Natural language region descriptions:
┌──
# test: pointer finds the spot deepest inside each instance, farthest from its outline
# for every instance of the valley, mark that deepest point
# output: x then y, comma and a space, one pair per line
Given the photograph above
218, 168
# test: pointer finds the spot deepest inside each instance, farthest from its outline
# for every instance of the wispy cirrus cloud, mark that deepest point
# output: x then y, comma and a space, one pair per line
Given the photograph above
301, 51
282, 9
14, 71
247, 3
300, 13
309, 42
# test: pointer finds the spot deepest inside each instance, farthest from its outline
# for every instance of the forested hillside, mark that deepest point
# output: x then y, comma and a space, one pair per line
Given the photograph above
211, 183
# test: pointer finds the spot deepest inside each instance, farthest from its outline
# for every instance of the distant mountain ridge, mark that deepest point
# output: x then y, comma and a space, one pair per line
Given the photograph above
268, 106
└──
┌──
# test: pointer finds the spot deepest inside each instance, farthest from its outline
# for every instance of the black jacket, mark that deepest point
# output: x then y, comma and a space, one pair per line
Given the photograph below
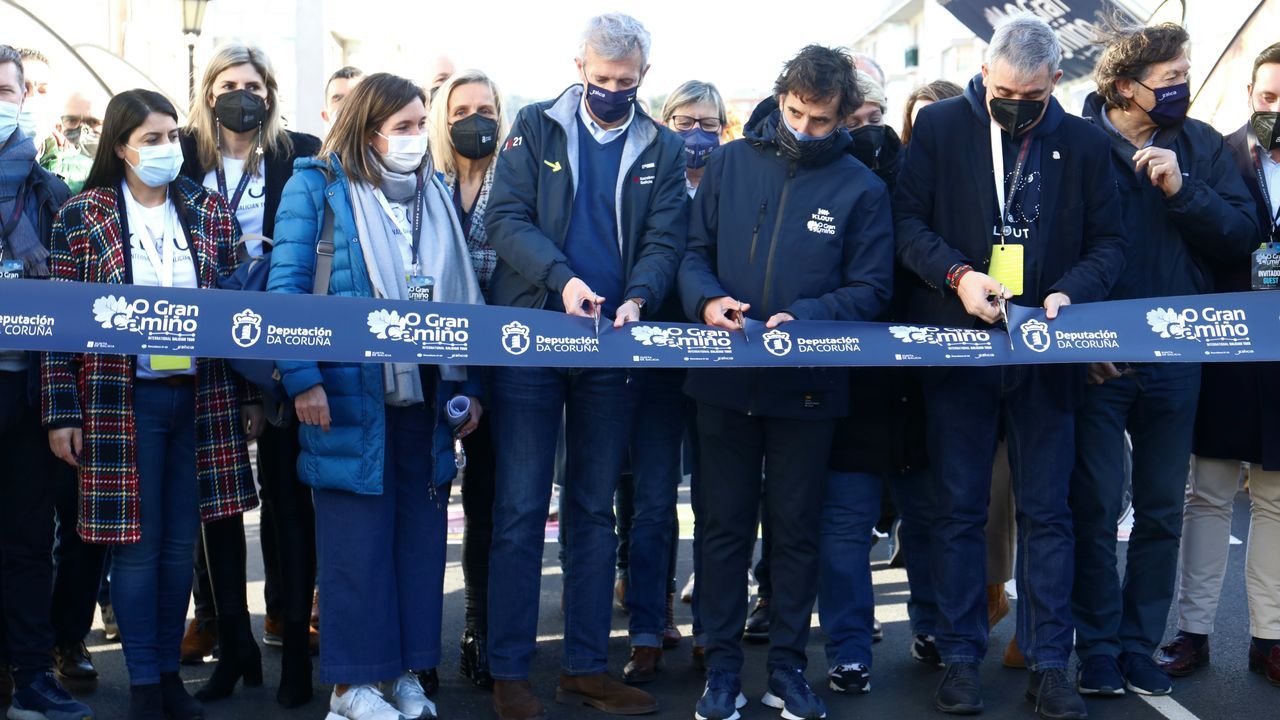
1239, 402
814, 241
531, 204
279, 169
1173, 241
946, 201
└──
For each line above that includes "mark", make a copy.

# for every instance of the valley, mark that deepest point
# for every instance of the wispy cirrus cloud, mark that deepest point
# for every instance of the forested hillside, mark that deepest point
# for every instance of the distant mountain ridge, mark that deepest point
# for every instance of the black jacket, mark that deepest point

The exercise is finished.